» The exercise
Reproduce every item below word for word, keeping each line in the same order and form.

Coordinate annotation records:

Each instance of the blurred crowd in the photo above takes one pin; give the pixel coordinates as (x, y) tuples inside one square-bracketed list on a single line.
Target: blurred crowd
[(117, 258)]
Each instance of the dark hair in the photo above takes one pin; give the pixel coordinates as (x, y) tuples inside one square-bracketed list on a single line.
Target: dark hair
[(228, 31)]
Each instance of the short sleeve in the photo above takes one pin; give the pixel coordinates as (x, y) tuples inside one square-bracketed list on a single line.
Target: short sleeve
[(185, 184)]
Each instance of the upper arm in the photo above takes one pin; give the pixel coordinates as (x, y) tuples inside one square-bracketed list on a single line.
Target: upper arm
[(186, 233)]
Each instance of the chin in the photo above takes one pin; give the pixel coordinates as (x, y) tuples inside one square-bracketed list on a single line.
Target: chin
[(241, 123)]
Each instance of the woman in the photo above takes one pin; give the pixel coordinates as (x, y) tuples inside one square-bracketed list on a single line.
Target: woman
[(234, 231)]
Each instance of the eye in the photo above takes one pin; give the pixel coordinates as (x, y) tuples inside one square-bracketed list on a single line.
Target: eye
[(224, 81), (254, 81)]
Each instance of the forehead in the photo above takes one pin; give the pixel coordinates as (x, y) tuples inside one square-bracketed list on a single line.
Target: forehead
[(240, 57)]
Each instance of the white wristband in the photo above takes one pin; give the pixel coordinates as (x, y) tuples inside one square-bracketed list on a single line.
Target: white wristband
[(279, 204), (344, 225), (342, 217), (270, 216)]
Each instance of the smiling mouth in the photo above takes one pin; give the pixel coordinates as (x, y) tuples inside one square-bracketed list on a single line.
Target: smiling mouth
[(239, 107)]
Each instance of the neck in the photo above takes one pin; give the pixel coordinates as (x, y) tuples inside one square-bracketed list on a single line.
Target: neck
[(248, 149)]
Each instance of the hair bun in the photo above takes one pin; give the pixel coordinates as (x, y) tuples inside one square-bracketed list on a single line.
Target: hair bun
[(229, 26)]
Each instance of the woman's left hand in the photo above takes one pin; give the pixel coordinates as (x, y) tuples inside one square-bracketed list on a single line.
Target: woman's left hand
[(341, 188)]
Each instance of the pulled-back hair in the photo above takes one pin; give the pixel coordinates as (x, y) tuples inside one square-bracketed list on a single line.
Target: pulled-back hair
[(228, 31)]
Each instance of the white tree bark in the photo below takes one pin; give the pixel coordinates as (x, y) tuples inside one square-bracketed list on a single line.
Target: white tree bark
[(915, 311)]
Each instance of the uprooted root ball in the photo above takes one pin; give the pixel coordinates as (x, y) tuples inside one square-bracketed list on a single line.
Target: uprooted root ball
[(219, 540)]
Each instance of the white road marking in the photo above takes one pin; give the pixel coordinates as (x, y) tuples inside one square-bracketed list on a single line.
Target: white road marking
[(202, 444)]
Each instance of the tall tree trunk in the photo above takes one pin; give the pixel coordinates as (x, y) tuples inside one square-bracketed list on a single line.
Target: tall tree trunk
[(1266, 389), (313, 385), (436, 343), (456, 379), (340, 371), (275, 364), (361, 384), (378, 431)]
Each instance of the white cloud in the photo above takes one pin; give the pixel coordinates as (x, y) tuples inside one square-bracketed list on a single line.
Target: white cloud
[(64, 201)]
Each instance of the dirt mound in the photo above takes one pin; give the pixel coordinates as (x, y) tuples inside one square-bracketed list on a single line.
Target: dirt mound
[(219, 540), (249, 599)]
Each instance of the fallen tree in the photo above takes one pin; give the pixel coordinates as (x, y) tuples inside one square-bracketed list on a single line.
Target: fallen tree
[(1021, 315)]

» Reply to the exercise
Each instance of the blurred crowd in the photo above takes one pin; give the pixel coordinates as (x, y) tuples inside one square-bracketed list on a single line.
Target: blurred crowd
[(117, 258)]
Each instance of the dark hair in the photo above takes one pin; give the pixel coordinates as (x, y) tuples inside one square-bracketed list on a single line.
Target: dark hair
[(228, 31)]
Each instance of the short sleeve in the photo above takes one pin; give the pixel coordinates as (x, y) tuples inside one square-bracketed list on a single line.
Target: short sleeve
[(185, 184)]
Each instance of the upper arm in the photo above takes one pin; give the pixel coordinates as (x, y) tuples inside one square-bracketed list on a single line.
Target: upper arm
[(186, 233)]
Each instance of the chin in the photo above takes one pin; give the pixel coordinates as (x, y) tuples inside one square-bracketed list on a single line.
Target: chin
[(241, 123)]
Each instance of the woman in the photo above takes one pin; give the pixel coordinates as (x, y) tuples inside one square-bracketed list on a single line.
Target: woman
[(234, 231)]
Each instance of the eye in the photo above takes one pin; give the pixel coordinates as (x, y) tuples inside one square-bracketed list on a single line.
Target: eye
[(224, 81), (254, 81)]
Each instance of the forehead in the photo above takes one pin; give the pixel coordinates as (x, y) tuples inside one square-bracketed list on a single line.
Target: forehead
[(240, 57)]
Each instance of the white wristband in the photo above takes one pin; give the pixel coordinates as (x, y) tuples inside one square-bracketed list on a single line.
Target: white wristband
[(279, 204), (344, 225), (342, 217), (270, 216)]
Each instance of the smiling mouth in the photo above takes one pin; give the pixel coordinates as (x, y) tuples inside one square-bracketed list on a single line.
Target: smiling mouth
[(239, 107)]
Each instance of the neck in the photo above takes one pin; give the pixel coordinates as (x, y) tuples inside one square-bracketed list on a single line.
Target: neck
[(248, 149)]
Each instance of the hair bun in the photo above takes one pin; give the pixel coordinates as (x, y) tuples inside one square-bracketed list on a single line.
Target: hair bun
[(229, 26)]
Each instance of the woman's left hand in the photo above takes one pin; give the pixel coordinates as (x, y) tuples inside one square-bracketed list on a single line.
Target: woman's left hand
[(341, 188)]
Each instance of the pulled-back hair in the photo above takes one pin; give the pixel coordinates as (x, y) tuples inside one square-bracketed list on a single line.
Target: pulled-back hair
[(228, 31)]
Each instance of the white tree bark in the photo below takes one pin; give the pixel coordinates as (x, y) tuples inside one square-bracketed list on a single line.
Target: white tree bark
[(915, 311)]
Each instance of the uprooted root ball in the photo above takes one pin; give the pixel coordinates as (x, y) tuples inside one square-bracketed list on a single line.
Target: uprooted root ball
[(219, 540)]
Each instance of the white road marking in the photo above takes one pin; give the pixel coordinates as (x, y) tuples inside one square-bracketed list on a single line.
Target: white road marking
[(202, 444)]
Each instance of the tall tree trunk in the photo above takes one pin; give the pixel coordinates as (x, y) tuples inside one square-bracketed list on a single line.
Target: tall tree trunk
[(1266, 389), (313, 385), (436, 343), (456, 379), (340, 371), (275, 364), (361, 384), (378, 431)]
Each instance of the white cloud in the photo above takes one pin; give the pixel coordinates as (x, y) tuples inside one square-bracketed list on a single line.
Target: white cloud
[(64, 201)]
Each instance of the dirt mound in the photo above takes one pin; give the pixel coordinates as (x, y) tuples inside one square-bracketed list on a single line.
Target: dirt mound
[(219, 540), (249, 599)]
Each instance of the fallen tree in the photo above takes one pin; give the pixel coordinates as (x, y) tuples inside one square-bracketed list on a single line.
Target: fallen tree
[(1021, 315)]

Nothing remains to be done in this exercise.